* _REQUIRED TASKS_:
**a)** Answer these questions from the early industrialization source readings:
(i) At what time does the factory bell ring in the morning?
(ii) At what hour are the boardinghouse doors closed at night?
(iii) In which chamber do the new hands sleep?
**b)** Convert the lines of the listing, from the line containing "Verification task. The parsley sprig" through the end of the listing, both included, into a JSON list of strings with one string per line. Leave out blank lines.

* _PROVIDED PASSAGE_:

AN
INDUSTRIALIZING NATION
Interpreting
Primary Sources
Early
Industrialization
The
operatives work thirteen hours a day in the summer time, and from daylight to
dark in the winter. At half past four
in the morning the factory bell rings, and at five the girls must be in the
mills....So fatigued...are numbers of girls that they go to bed soon after
their evening meal, and endeavor by a comparatively long sleep to resuscitate
their weakened frames for the toil of the coming day.
--The
Harbinger, 1846
Rule first:
Each one to enter the house without unnecessary noise or confusion, and hang up
their bonnet, shawl, coat, etc., etc., in the entry.
Rule
second: Each one to have their place at
the table during meals, the two which have worked the greatest length of time
in the Factory, to sit on each side of the head of the table, so that all new
hands will of course take their seats lower down, according to the length of
time they have been here.
Rule
three: It is expected that order and
good manners will be preserved at table during meals--and at all other times
either upstairs or down.
Rule fourth:
There is no unnecessary dirt to be brought into the house by the Boarders, such
as apple cores or peels, or nut shells, etc.
Rule
fifth: Each boarder is to take her turn
in making the bed and sweeping the chamber in which she sleeps.
Rule
sixth: Those who have worked the
longest in the Factory are to sleep in the North Chamber and the new hands will
sleep in the South Chamber.
Rule
seventh: As a lamp will be lighted
every night upstairs and placed in a lanthorn, it is expected that no boarder
will take a light into the chambers.
Rule
eighth: The doors will be closed at ten
o'clock at night, winter and summer, at which time each boarder will be
expected to retire to bed.
Rule
ninth: Sunday being appointed by our
Creator as a Day of Rest and Religious Exercises, it is expected that all
boarders will have sufficient discretion as to pay suitable attention to the
day, and if they cannot attend to some place of Public Worship they will keep
within doors and improve their time in reading, writing, and in other valuable
and harmless employment.

* _MATERIALS PROVIDED_:
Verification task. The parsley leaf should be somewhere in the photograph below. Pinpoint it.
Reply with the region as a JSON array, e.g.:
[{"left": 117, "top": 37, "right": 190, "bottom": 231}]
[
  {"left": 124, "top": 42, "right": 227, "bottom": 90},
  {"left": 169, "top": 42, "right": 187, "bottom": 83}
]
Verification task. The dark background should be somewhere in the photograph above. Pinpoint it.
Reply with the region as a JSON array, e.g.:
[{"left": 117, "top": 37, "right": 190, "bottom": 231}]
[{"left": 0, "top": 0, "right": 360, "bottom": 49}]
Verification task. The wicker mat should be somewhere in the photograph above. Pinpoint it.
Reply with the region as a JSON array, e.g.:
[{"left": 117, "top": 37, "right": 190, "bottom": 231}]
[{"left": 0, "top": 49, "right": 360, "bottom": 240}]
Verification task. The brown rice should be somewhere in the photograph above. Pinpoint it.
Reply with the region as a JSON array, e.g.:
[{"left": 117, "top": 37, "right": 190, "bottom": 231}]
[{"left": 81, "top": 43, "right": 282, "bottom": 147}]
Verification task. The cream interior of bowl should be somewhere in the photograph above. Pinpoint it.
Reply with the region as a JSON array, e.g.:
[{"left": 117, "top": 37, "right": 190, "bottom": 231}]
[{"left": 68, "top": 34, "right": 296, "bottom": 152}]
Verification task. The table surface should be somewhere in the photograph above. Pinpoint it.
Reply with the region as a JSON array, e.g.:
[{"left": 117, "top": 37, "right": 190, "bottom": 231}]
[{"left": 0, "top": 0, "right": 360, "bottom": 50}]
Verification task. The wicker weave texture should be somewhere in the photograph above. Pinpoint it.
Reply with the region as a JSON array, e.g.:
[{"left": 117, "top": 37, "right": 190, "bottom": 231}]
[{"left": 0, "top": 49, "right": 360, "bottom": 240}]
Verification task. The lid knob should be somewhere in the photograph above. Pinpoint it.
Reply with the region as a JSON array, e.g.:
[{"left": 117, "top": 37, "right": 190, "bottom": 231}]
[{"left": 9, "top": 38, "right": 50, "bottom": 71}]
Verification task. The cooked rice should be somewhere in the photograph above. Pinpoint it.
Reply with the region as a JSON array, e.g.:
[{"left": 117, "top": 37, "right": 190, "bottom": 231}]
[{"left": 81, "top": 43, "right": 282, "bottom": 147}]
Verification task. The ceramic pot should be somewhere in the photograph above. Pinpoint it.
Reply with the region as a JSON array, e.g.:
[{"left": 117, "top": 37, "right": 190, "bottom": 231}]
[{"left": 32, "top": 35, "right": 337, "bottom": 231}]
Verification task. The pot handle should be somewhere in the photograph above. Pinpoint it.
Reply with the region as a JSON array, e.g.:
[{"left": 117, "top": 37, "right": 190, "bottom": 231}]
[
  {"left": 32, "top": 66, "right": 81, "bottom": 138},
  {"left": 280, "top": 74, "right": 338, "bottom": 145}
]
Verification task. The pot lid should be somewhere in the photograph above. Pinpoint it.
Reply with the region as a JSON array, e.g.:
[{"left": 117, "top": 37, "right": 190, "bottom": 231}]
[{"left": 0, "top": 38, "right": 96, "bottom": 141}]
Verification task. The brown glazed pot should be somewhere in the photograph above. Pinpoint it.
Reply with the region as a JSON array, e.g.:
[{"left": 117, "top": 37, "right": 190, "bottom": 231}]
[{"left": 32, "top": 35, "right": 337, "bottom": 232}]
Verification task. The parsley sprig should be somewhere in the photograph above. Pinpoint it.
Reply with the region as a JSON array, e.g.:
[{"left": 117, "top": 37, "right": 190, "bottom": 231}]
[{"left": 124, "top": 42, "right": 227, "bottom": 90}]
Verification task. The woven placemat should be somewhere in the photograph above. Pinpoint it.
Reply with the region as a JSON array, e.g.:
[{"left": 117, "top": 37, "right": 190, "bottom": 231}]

* _PER-TASK ANSWERS_:
**a)**
(i) At half past four.
(ii) At ten o'clock.
(iii) In the South Chamber.

**b)**
[
  "Verification task. The parsley sprig should be somewhere in the photograph above. Pinpoint it.",
  "Reply with the region as a JSON array, e.g.:",
  "[{\"left\": 117, \"top\": 37, \"right\": 190, \"bottom\": 231}]",
  "[{\"left\": 124, \"top\": 42, \"right\": 227, \"bottom\": 90}]",
  "Verification task. The woven placemat should be somewhere in the photograph above. Pinpoint it.",
  "Reply with the region as a JSON array, e.g.:",
  "[{\"left\": 117, \"top\": 37, \"right\": 190, \"bottom\": 231}]"
]